* _Try it_:
Leave out the pictures and copy each record below exactly.

(Photo-based referring expression data)
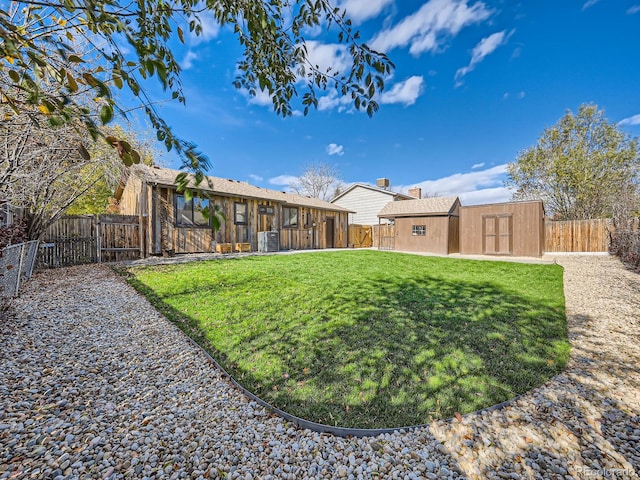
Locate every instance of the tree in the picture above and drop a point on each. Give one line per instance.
(39, 39)
(318, 180)
(582, 167)
(109, 172)
(43, 168)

* _Written solution_:
Locate every instance of the tree in the picture above and drop a point on each. Give one line per instance.
(39, 39)
(318, 180)
(582, 167)
(109, 172)
(43, 168)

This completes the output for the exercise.